### Source data

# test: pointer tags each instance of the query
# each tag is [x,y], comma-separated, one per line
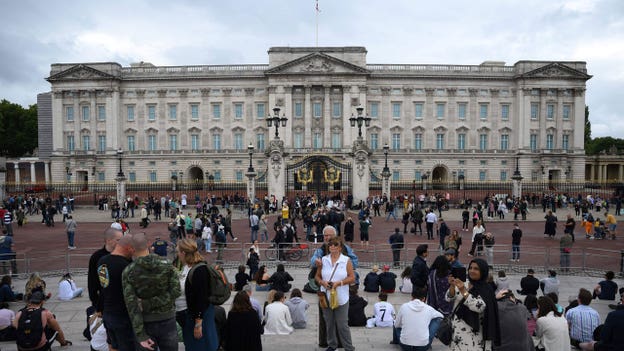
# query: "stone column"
[361,170]
[33,175]
[17,175]
[276,175]
[251,187]
[46,170]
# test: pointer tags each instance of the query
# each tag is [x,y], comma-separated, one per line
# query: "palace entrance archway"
[319,175]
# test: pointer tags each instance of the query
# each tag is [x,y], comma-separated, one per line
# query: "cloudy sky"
[35,34]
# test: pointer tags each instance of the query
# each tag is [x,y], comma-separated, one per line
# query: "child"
[241,278]
[253,261]
[384,313]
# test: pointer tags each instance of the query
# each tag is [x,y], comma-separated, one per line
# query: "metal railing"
[583,261]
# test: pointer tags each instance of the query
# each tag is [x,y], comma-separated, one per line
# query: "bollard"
[622,263]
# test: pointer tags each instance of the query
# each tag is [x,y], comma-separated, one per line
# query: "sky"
[34,34]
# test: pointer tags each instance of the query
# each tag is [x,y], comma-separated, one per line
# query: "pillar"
[17,175]
[33,175]
[46,171]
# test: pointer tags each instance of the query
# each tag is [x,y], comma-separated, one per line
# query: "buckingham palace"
[315,115]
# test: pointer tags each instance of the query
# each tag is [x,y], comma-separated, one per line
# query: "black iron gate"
[320,175]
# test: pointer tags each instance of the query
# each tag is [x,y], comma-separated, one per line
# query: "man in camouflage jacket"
[150,287]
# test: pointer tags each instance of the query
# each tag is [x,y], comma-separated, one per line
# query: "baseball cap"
[450,252]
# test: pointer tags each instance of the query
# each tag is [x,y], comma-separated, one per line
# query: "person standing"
[569,226]
[111,302]
[516,237]
[336,272]
[150,287]
[70,228]
[396,241]
[565,248]
[420,271]
[431,219]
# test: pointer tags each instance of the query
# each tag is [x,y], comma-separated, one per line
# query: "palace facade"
[440,122]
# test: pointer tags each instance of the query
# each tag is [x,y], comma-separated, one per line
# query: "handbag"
[445,331]
[324,302]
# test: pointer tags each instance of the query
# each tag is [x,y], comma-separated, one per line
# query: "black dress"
[242,331]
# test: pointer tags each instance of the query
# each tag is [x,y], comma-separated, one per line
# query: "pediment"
[80,72]
[555,70]
[317,63]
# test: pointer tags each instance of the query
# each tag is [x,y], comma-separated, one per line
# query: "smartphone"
[459,273]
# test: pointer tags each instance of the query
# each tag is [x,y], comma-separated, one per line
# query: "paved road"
[49,246]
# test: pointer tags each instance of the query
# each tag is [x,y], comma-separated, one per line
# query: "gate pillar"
[361,170]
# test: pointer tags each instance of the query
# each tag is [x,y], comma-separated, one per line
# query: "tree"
[18,129]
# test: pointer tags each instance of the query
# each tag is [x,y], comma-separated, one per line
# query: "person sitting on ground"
[550,284]
[387,280]
[298,307]
[6,290]
[277,316]
[68,289]
[7,330]
[384,313]
[241,278]
[606,289]
[582,319]
[416,323]
[371,281]
[513,317]
[279,280]
[357,317]
[36,283]
[406,286]
[529,284]
[49,330]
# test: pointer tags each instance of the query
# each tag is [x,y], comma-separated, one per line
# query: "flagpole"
[317,11]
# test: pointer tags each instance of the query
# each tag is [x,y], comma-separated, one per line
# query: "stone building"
[441,122]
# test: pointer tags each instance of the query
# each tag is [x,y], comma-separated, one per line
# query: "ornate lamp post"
[360,121]
[121,179]
[251,174]
[462,185]
[517,181]
[276,121]
[385,174]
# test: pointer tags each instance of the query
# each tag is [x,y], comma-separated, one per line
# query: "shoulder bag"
[445,331]
[323,300]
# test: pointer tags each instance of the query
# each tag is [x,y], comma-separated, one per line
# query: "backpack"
[29,328]
[220,288]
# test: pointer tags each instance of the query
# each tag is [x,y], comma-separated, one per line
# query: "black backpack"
[29,328]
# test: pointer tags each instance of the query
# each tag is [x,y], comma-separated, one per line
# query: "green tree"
[18,129]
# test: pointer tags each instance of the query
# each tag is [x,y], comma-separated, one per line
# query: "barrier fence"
[457,190]
[583,261]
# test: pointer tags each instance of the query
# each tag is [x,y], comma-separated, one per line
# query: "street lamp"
[276,120]
[250,151]
[360,120]
[386,170]
[462,184]
[119,157]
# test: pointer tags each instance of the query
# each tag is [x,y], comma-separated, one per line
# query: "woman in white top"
[551,332]
[68,289]
[277,316]
[336,272]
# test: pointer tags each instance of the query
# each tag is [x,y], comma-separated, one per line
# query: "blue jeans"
[515,248]
[120,332]
[433,328]
[163,333]
[70,238]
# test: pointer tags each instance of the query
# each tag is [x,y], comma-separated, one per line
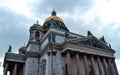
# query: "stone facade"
[53,50]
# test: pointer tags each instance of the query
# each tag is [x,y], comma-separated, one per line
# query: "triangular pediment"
[91,41]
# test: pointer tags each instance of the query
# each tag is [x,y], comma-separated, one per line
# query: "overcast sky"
[101,17]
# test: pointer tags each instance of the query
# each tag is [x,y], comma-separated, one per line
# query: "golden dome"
[54,17]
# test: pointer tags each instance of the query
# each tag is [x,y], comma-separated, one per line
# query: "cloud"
[13,30]
[61,6]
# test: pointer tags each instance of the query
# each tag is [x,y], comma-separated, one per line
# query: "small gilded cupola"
[35,32]
[54,21]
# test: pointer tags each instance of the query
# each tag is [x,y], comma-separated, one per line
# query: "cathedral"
[53,50]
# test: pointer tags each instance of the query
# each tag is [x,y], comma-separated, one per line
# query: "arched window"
[37,35]
[43,67]
[90,70]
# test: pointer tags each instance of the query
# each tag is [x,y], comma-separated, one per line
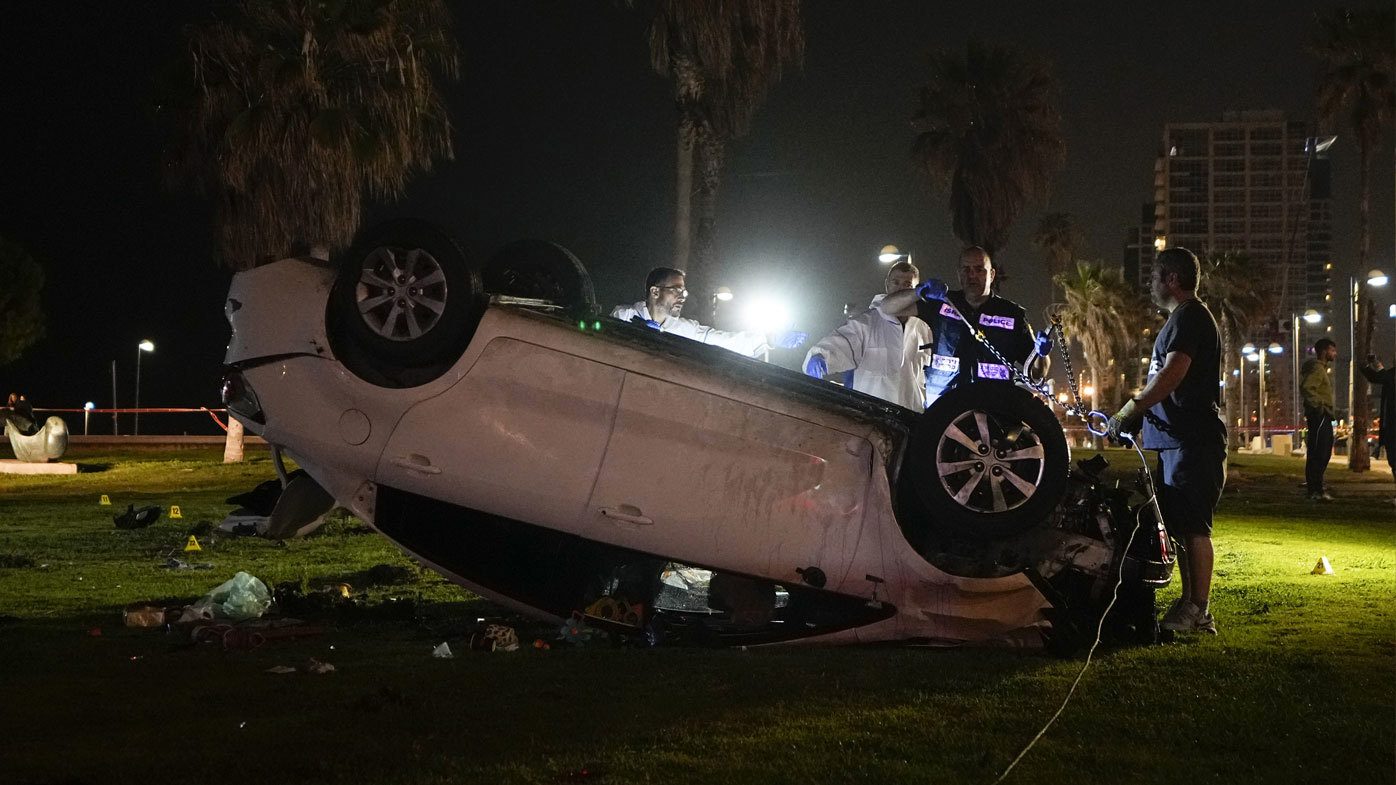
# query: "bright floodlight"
[767,314]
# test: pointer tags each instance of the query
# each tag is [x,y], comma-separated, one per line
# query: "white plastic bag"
[242,597]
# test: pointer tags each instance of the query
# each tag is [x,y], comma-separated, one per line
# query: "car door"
[520,436]
[721,482]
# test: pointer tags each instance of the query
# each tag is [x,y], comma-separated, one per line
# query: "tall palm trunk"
[683,192]
[1359,460]
[688,88]
[711,155]
[1233,391]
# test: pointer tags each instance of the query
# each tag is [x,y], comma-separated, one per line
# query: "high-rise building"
[1252,183]
[1139,249]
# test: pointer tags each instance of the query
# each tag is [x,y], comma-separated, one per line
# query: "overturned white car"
[496,428]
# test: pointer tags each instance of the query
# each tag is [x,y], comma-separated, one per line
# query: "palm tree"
[1100,306]
[1060,239]
[723,56]
[291,112]
[1229,288]
[990,131]
[1359,55]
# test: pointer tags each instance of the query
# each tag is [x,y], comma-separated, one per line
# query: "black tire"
[405,305]
[987,485]
[542,271]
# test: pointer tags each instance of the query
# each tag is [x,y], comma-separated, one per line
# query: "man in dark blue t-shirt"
[1180,415]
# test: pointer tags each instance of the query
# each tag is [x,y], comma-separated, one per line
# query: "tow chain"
[1078,407]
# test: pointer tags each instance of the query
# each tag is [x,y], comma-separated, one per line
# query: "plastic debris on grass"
[171,563]
[134,518]
[494,637]
[240,597]
[310,665]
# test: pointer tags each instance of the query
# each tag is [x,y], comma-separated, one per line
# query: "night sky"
[564,133]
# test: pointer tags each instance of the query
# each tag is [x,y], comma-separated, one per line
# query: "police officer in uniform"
[958,356]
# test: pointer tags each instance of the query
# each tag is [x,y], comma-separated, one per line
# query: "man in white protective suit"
[663,302]
[882,349]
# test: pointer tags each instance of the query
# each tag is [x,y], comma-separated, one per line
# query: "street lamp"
[1374,278]
[1310,317]
[140,348]
[1247,354]
[888,254]
[1259,356]
[719,295]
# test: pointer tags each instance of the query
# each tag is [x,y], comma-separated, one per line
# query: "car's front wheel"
[987,460]
[405,305]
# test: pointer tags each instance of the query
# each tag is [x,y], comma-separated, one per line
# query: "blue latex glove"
[933,289]
[790,340]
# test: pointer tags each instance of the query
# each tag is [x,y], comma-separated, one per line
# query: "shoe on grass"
[1188,618]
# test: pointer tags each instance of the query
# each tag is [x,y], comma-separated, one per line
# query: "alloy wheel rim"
[401,292]
[989,464]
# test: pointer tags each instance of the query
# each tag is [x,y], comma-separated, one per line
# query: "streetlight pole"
[1310,317]
[1374,278]
[1272,349]
[1248,352]
[140,348]
[115,422]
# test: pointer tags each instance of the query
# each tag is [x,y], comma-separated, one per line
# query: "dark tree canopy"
[21,309]
[291,112]
[989,130]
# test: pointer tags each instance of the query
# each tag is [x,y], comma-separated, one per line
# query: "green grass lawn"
[1300,686]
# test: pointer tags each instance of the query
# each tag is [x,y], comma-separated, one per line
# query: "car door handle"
[416,464]
[627,514]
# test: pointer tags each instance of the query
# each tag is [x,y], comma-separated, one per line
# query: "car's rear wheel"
[405,305]
[987,460]
[539,270]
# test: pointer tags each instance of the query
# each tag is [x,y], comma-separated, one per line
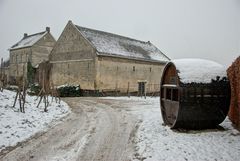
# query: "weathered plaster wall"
[117,73]
[73,60]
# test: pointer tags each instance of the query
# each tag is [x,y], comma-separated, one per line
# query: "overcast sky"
[207,29]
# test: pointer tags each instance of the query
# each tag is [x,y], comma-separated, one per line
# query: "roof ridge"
[109,33]
[38,33]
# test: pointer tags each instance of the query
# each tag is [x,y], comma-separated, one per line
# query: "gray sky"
[207,29]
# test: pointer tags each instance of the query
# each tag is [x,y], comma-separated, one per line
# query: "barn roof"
[28,40]
[198,70]
[109,44]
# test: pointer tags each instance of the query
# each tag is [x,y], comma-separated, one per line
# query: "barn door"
[141,88]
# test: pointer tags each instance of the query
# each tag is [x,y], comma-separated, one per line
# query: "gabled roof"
[109,44]
[29,40]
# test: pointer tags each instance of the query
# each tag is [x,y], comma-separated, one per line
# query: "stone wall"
[42,49]
[124,74]
[234,77]
[18,59]
[35,54]
[73,60]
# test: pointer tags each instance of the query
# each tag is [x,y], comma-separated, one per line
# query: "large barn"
[102,61]
[33,48]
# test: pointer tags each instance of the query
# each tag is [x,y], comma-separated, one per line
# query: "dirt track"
[97,129]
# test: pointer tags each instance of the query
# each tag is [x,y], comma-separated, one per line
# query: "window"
[174,95]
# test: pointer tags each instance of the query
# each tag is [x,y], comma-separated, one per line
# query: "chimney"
[25,35]
[48,29]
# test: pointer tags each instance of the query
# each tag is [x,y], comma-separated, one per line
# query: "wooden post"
[1,76]
[128,90]
[145,90]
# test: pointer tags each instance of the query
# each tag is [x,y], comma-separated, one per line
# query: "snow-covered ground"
[157,142]
[16,126]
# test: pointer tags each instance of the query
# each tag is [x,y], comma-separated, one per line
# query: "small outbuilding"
[195,94]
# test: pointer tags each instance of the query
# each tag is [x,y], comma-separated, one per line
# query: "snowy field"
[16,126]
[157,142]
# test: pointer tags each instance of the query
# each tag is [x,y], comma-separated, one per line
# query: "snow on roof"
[29,40]
[115,45]
[198,70]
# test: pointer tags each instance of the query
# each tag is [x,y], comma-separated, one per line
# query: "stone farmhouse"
[33,48]
[103,61]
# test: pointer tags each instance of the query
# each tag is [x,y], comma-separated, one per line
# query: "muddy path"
[97,129]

### What needs to be done
State how many lines of the records contain the string "white", counting only matches in the same case. Give the number alone.

### Reply to the exercise
4